### [Task]
Beginning with the first line, please return the entries exactly through the line that contains "Target: halved red grape", and leave out all later lines.

++++

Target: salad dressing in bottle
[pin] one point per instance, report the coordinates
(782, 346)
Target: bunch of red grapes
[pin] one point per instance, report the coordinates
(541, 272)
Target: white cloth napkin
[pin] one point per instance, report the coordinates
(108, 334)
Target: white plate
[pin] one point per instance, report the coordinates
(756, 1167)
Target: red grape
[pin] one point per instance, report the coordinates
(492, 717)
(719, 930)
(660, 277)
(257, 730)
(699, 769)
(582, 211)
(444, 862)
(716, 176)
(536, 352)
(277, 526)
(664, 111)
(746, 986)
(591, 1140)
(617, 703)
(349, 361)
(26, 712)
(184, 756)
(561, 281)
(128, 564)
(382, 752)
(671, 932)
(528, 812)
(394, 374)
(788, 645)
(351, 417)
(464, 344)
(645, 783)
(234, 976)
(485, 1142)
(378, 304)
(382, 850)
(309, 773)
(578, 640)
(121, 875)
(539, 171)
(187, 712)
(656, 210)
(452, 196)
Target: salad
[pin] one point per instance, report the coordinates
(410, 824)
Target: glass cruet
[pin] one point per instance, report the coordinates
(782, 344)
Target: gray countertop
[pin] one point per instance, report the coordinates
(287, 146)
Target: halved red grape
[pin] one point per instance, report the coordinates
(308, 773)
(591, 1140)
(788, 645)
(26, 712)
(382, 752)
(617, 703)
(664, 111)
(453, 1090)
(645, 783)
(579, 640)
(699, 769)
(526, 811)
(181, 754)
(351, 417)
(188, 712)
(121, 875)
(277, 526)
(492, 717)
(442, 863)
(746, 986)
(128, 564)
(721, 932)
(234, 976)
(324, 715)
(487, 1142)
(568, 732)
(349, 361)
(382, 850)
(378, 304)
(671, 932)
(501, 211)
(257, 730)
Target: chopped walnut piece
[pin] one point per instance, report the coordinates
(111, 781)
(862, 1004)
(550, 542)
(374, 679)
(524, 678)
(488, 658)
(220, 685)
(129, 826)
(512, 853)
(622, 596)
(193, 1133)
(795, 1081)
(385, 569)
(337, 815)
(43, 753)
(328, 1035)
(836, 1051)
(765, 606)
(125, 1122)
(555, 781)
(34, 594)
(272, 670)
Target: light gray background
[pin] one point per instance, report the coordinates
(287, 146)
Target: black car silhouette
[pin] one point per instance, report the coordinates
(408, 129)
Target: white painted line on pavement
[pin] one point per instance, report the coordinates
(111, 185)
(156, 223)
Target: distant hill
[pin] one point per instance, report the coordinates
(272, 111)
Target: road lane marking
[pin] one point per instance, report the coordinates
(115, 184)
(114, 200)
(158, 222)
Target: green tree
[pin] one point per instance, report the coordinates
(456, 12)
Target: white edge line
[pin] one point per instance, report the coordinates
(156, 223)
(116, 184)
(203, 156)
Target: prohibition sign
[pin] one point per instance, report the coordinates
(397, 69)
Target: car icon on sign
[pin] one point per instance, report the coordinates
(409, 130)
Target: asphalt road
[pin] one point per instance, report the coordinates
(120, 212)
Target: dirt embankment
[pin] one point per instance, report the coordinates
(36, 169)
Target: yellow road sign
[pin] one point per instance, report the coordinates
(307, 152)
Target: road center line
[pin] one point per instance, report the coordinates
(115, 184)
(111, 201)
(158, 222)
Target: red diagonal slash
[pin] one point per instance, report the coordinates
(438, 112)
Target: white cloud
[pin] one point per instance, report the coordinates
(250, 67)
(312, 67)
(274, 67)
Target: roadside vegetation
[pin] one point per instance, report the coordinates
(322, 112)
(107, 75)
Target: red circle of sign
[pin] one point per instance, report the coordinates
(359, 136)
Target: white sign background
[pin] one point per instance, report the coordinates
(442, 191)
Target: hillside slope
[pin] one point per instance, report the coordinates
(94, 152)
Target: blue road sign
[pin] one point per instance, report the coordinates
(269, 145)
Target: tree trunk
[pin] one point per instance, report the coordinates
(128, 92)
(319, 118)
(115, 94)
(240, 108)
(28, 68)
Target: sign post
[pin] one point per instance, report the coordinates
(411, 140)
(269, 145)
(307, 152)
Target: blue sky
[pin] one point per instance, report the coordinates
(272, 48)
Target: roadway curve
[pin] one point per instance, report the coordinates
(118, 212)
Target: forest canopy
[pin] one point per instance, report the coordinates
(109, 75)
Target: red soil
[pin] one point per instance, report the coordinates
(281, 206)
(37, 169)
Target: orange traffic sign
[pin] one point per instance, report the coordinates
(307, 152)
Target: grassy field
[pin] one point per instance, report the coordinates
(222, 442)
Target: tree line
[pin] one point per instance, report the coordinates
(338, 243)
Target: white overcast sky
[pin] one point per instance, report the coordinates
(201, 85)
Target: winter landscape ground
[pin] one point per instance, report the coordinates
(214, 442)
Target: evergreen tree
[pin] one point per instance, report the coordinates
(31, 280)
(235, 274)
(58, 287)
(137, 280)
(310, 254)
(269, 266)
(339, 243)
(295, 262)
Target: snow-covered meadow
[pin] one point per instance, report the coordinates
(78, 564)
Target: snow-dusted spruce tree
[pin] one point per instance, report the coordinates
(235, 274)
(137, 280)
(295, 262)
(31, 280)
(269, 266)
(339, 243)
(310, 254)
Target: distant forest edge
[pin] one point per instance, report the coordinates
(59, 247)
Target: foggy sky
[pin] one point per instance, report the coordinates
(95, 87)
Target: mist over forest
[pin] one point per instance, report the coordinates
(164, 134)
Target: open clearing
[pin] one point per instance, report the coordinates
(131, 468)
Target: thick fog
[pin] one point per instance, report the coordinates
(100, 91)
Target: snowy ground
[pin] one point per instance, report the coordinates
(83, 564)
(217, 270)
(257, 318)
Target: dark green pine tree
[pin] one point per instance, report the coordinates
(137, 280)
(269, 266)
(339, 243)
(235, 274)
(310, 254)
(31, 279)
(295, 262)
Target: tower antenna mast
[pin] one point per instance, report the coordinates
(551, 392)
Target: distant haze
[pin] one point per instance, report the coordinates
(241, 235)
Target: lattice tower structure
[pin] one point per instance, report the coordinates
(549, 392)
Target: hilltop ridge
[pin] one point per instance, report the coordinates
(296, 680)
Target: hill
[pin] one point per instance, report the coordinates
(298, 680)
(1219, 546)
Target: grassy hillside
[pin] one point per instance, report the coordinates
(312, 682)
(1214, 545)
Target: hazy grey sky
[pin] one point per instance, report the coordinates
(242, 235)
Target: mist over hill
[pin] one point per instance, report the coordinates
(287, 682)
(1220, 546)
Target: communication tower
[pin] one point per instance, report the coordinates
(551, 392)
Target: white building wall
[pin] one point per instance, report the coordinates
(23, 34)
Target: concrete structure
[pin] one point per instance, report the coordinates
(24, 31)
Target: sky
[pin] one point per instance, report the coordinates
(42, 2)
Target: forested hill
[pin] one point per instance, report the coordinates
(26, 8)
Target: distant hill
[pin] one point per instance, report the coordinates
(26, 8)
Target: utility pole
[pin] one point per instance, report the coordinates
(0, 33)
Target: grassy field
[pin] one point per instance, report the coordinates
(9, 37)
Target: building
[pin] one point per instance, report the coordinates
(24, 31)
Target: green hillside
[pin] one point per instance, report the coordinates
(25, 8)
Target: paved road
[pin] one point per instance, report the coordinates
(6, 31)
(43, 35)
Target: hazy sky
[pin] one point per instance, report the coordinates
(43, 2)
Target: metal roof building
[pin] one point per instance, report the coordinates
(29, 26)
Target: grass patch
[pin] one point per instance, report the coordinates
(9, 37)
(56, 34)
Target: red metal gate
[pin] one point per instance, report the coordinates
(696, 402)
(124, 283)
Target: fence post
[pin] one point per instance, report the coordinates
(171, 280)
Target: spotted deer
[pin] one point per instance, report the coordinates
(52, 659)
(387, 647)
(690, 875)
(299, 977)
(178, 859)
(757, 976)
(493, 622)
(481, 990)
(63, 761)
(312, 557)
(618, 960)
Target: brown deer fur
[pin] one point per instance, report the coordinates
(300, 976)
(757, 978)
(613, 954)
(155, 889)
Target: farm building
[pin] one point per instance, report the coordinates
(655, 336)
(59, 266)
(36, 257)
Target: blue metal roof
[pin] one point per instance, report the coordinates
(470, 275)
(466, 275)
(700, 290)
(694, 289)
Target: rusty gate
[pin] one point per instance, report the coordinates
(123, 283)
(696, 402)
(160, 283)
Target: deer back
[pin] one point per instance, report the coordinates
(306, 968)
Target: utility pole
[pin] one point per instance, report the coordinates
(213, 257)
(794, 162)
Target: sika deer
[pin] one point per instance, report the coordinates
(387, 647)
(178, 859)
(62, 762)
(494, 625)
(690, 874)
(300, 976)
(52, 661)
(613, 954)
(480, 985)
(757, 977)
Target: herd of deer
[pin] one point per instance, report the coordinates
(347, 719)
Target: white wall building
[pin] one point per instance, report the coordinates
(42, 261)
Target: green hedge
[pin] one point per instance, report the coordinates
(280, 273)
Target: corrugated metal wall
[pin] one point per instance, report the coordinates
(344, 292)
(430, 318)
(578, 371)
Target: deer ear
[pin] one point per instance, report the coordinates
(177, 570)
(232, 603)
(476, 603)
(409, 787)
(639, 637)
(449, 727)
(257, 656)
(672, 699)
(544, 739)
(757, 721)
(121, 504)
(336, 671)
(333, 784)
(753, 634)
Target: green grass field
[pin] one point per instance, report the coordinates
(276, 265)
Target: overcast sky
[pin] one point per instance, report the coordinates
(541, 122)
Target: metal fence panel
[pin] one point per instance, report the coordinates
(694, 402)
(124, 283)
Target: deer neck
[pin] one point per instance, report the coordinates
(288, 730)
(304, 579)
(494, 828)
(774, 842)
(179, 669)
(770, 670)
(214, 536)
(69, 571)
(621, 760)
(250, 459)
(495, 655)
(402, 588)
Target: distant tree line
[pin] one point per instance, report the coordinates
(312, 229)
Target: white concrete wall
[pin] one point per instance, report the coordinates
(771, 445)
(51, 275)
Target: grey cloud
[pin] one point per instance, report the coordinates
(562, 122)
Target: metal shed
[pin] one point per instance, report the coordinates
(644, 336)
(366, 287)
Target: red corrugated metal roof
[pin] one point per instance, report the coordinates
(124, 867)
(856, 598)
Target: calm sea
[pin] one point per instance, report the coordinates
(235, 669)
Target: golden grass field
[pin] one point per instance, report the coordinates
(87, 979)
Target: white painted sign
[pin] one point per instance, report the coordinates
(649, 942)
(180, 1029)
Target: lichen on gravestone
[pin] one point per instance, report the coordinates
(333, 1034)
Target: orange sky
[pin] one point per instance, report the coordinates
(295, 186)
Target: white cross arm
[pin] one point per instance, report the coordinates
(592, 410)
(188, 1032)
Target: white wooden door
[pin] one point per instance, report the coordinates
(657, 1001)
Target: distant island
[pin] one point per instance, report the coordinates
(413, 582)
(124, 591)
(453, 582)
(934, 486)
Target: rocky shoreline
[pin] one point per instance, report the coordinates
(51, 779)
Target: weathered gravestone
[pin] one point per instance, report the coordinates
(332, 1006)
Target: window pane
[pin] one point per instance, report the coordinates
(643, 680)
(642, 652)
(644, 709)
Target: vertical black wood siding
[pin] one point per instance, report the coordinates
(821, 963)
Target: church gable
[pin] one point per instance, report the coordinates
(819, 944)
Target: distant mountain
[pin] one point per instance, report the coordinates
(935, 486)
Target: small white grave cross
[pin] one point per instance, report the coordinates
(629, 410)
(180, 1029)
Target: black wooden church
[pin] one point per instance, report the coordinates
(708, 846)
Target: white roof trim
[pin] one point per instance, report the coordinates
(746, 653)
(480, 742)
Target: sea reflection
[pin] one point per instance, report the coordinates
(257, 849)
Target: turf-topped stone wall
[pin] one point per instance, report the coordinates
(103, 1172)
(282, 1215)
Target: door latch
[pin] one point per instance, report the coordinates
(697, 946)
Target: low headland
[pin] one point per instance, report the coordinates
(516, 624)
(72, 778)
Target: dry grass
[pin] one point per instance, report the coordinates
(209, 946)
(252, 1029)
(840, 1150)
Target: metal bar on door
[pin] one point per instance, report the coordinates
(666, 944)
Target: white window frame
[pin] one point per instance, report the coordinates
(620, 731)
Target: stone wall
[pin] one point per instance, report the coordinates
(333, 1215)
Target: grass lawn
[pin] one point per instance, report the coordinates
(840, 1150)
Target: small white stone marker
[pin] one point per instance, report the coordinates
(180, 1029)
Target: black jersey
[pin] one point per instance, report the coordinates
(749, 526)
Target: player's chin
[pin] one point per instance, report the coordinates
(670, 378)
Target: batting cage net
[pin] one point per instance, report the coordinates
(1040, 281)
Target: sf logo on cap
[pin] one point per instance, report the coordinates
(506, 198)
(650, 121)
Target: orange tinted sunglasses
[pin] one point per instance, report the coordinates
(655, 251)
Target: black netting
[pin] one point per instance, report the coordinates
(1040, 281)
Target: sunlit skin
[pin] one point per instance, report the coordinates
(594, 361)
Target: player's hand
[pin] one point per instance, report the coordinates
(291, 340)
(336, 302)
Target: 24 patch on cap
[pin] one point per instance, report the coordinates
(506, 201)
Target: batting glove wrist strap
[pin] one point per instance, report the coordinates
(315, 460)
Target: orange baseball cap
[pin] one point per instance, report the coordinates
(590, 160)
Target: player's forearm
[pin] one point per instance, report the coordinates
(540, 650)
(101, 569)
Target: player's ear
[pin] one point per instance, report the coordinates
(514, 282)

++++

### [Response to the task]
Target: salad dressing in bottle
[pin] one point per instance, report the coordinates
(782, 346)
Target: bunch of red grapes
[pin] one point per instance, report the coordinates
(541, 272)
Target: white cloth napkin
[pin] one point per instance, report the coordinates
(108, 334)
Target: white plate
[pin] one point per instance, report the coordinates
(756, 1167)
Target: red grape
[pin] one point per instance, report the coordinates
(492, 717)
(719, 930)
(660, 277)
(257, 730)
(699, 769)
(582, 211)
(444, 862)
(716, 176)
(536, 352)
(277, 526)
(664, 111)
(746, 986)
(591, 1140)
(617, 703)
(349, 361)
(26, 712)
(184, 756)
(561, 281)
(128, 564)
(382, 752)
(671, 932)
(528, 812)
(394, 374)
(788, 645)
(351, 417)
(464, 344)
(645, 783)
(234, 976)
(485, 1142)
(378, 304)
(382, 850)
(309, 773)
(578, 640)
(121, 875)
(539, 171)
(187, 712)
(656, 210)
(452, 196)
Target: salad
[pin] one point per instance, report the coordinates
(410, 824)
Target: glass cruet
[pin] one point per instance, report the coordinates
(782, 344)
Target: gray countertop
[pin] one point per instance, report the coordinates
(287, 146)
Target: halved red grape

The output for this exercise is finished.